**ЗАДАНИЕ 1:**
В каком учебном заведении, согласно фрагменту о римейке, читается курс о римейке?

──────────

Что такое remake?
Дракула Тода Броунинга
Дракула Френсиса Ф. Копполы. Вампиризм как эротика. Классическая мизансцена обольщения и свальный грех конца тысячелетия
СЕРГЕЙ ДОБРОТВОРСКИЙ: Если повторить за Жаном-Люком Годаром, что кино это память культуры, то римейк — ее своеобразное «дежа вю». Переделка, повторная экранизация уже бывшего некогда фильма становится как будто сполохом возвратной памяти, сквозь который время видит само себя. При этом прихотливая перспектива такого зрения рассматривается в духе вполне академической дисциплины — ты недаром читаешь курс о римейке в нью-йоркской Школе Визуальных Искусств. Не значит ли это, что вся культура конца тысячелетия живет по законам римейка?

──────────

**ЗАДАНИЕ 2:**
Перечислите, пожалуйста, все строки записей, в которых встречается слово «trunk».

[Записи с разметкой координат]
──────────

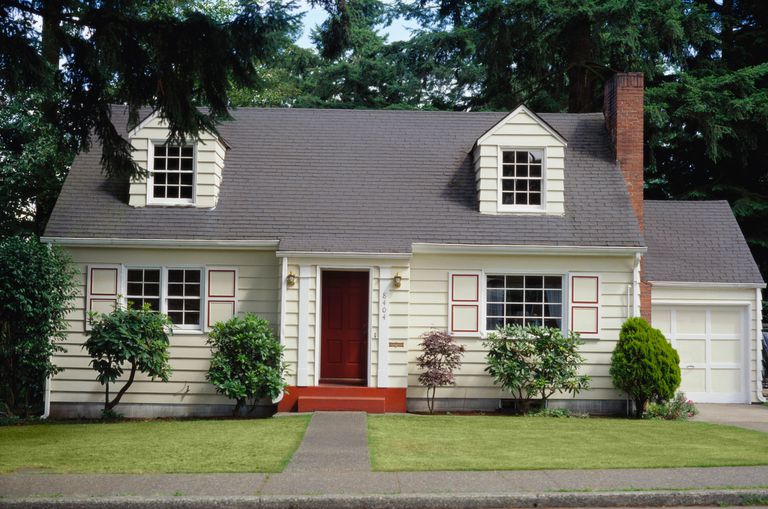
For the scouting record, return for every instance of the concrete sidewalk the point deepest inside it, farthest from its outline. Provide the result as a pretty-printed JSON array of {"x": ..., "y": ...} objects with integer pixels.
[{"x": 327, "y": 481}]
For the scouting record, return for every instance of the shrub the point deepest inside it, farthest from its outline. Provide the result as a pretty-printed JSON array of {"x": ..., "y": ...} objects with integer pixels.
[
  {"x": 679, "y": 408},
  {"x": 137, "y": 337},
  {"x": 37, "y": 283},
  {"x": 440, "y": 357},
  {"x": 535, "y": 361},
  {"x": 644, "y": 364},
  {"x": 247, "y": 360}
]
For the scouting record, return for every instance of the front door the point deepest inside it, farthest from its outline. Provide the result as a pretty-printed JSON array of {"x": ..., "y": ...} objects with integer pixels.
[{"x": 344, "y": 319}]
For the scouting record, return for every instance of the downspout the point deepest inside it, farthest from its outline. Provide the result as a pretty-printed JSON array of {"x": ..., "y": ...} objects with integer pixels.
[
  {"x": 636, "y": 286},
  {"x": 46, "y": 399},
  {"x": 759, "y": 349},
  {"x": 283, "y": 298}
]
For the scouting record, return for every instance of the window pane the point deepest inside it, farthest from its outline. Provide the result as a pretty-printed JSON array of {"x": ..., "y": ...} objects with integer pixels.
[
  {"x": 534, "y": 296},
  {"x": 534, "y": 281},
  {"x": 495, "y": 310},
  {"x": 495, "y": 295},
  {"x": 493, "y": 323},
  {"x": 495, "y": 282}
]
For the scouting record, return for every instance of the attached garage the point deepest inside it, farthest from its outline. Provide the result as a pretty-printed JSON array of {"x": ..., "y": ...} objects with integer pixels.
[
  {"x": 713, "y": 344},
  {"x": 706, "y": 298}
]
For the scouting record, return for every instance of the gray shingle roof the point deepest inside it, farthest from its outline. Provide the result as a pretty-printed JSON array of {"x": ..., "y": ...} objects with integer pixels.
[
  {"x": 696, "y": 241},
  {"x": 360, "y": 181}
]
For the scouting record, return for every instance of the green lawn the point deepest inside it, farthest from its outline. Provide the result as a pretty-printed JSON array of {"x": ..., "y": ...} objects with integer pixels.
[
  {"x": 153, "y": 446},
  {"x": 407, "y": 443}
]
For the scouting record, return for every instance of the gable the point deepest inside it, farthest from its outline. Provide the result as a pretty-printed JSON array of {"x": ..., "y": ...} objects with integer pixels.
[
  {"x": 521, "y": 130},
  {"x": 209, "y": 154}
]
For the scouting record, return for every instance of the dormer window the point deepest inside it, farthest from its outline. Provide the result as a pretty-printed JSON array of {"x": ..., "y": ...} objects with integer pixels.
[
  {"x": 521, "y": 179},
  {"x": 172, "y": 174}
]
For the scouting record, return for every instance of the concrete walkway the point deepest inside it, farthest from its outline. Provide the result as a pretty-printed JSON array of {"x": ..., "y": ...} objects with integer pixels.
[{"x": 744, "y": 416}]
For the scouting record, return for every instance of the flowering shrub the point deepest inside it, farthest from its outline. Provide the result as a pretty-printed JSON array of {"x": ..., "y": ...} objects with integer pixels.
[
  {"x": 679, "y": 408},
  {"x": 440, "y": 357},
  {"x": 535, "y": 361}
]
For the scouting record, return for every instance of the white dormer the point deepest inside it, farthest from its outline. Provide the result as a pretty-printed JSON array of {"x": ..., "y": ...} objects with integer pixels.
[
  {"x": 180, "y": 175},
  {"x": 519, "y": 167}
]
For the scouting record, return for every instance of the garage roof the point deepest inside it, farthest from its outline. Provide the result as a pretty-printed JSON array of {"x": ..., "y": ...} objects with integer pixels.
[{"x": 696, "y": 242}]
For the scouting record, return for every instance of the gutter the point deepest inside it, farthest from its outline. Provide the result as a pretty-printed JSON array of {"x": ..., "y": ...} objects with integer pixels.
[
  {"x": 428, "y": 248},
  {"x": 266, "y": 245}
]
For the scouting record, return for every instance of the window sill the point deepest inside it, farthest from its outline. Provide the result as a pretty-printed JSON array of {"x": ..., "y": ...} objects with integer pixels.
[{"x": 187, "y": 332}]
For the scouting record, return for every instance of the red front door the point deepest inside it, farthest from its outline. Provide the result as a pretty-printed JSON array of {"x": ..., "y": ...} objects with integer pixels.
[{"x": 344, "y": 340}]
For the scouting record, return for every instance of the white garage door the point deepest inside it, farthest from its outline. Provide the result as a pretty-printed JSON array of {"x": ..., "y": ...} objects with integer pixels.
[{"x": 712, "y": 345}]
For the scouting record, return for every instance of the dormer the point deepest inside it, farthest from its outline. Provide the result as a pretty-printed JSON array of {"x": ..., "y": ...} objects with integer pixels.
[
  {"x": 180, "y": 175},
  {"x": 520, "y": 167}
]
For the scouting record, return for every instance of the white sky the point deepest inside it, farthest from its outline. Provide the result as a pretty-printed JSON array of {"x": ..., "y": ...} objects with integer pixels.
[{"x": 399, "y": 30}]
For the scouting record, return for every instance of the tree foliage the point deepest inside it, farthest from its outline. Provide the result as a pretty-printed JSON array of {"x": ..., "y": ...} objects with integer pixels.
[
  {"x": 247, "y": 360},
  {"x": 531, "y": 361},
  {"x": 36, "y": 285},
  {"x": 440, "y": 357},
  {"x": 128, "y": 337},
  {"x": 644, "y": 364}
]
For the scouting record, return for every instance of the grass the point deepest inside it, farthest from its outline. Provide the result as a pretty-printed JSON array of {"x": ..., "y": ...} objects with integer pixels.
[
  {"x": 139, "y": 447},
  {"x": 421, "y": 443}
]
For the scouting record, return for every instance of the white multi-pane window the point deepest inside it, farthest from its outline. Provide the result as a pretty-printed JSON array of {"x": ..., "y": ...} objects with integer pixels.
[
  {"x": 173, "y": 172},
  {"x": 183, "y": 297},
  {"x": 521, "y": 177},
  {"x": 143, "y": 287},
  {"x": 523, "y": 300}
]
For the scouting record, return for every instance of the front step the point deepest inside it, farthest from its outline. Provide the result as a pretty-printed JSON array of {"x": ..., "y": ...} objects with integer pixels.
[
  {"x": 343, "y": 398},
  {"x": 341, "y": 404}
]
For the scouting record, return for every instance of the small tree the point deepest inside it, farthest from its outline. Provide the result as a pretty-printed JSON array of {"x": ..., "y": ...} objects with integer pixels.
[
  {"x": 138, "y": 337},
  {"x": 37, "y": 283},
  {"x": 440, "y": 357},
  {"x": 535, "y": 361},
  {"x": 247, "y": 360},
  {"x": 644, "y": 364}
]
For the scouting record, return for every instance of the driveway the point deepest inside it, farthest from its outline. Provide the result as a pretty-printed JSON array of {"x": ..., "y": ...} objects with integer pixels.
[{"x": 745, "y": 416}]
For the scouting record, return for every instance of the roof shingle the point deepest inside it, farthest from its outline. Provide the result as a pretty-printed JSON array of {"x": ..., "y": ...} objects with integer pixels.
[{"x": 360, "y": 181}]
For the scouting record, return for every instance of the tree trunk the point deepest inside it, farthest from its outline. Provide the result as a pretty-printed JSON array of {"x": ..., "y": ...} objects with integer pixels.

──────────

**ОТВЕТ 1:**
В нью-йоркской Школе Визуальных Искусств.

**ОТВЕТ 2:**
For the scouting record, return for every instance of the tree trunk the point deepest inside it, farthest from its outline. Provide the result as a pretty-printed JSON array of {"x": ..., "y": ...} objects with integer pixels.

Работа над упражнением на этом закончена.